> TASK GOAL:
Please copy the records starting at the line that has "task: give the outline of each instance of the white" and stopping after the line that has "[[[137,82],[85,105],[69,144],[198,144],[202,139],[166,84]]]", renaming "white breast" to "pale chest" throughout and changing nothing else.

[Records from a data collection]
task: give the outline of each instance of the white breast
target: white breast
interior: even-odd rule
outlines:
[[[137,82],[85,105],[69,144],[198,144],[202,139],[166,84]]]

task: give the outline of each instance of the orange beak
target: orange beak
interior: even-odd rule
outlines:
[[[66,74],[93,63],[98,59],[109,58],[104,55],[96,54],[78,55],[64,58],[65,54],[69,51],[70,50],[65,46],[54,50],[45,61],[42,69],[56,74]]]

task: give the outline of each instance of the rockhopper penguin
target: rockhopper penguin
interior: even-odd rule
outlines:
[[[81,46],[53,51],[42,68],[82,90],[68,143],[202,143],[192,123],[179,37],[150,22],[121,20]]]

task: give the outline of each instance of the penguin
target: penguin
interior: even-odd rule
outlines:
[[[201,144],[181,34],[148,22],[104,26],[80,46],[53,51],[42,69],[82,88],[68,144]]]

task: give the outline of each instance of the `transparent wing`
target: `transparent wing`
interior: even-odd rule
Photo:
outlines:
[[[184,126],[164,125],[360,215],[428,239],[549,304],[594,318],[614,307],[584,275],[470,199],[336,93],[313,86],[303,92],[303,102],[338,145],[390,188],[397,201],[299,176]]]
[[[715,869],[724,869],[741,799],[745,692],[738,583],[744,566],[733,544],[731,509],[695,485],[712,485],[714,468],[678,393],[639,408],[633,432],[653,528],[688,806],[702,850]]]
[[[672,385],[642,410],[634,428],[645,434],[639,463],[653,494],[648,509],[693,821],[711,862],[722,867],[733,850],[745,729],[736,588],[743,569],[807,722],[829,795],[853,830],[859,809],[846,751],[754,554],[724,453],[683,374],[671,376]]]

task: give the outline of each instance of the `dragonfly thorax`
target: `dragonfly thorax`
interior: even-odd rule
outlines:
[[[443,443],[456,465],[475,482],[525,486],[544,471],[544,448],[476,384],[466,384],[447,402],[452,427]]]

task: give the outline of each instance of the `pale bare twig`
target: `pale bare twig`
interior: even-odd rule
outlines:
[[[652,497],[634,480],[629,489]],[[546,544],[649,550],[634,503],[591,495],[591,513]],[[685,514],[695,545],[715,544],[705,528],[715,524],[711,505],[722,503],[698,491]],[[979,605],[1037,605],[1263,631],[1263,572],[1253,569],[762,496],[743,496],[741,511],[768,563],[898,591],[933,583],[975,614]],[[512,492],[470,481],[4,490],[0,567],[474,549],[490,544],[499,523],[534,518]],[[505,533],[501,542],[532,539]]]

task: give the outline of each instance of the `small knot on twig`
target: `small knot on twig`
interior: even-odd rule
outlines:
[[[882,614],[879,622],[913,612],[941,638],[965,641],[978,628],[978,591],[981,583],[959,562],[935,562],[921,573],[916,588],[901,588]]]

--

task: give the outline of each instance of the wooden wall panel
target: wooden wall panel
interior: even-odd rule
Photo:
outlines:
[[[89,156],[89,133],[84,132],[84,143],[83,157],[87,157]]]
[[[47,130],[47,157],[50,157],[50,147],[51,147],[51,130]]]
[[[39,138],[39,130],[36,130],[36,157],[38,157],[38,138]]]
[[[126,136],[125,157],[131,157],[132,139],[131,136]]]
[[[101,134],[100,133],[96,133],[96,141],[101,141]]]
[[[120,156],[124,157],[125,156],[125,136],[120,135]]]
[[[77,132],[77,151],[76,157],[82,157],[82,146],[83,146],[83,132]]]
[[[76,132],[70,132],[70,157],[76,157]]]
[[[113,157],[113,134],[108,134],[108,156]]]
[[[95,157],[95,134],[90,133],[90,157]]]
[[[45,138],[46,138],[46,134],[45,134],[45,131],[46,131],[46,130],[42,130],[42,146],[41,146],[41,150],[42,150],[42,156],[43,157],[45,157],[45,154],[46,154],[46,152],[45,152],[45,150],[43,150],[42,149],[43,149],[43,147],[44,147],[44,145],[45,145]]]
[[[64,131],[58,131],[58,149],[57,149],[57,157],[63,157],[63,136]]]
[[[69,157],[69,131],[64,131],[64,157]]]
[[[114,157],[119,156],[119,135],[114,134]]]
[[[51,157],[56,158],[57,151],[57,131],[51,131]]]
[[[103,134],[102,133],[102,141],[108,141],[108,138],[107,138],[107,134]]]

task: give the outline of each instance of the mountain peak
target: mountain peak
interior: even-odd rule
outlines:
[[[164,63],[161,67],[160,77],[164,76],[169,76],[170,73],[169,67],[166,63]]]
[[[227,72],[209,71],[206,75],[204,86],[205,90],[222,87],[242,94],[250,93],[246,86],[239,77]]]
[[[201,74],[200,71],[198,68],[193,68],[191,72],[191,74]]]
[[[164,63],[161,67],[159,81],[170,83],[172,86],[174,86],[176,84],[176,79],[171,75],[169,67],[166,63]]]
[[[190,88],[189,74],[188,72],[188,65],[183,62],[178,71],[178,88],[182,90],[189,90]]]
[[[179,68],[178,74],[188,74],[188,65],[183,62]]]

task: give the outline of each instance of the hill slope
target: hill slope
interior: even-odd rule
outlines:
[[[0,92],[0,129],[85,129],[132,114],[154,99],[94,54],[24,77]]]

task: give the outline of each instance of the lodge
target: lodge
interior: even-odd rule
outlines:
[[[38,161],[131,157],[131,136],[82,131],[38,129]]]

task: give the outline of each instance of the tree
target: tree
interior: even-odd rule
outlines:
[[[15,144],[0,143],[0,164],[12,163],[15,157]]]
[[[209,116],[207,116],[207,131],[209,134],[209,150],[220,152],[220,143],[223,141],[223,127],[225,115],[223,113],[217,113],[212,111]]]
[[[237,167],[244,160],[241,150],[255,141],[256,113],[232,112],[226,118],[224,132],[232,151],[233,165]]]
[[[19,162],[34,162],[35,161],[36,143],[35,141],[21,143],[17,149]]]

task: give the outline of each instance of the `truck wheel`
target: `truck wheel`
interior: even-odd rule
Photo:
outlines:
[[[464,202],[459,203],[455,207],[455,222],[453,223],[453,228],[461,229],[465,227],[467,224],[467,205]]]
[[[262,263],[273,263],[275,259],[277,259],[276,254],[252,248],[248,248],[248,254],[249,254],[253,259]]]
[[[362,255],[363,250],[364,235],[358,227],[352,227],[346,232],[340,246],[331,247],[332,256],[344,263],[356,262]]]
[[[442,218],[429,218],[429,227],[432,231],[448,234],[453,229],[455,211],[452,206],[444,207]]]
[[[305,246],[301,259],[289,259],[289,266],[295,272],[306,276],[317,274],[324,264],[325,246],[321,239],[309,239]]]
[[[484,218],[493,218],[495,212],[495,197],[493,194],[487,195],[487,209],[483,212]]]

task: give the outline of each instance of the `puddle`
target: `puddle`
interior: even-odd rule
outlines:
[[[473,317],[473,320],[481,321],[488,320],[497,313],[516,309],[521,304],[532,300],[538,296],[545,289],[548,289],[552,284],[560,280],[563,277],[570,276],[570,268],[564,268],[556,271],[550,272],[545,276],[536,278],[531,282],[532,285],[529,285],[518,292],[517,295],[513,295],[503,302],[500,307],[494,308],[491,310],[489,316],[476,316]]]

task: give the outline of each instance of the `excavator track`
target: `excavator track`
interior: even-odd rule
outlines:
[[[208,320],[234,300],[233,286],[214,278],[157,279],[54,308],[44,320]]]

> ANSWER TO THIS PROBLEM:
task: give the outline of each instance of the pale chest
target: pale chest
interior: even-odd rule
outlines:
[[[137,82],[85,105],[69,144],[198,144],[202,139],[166,84]]]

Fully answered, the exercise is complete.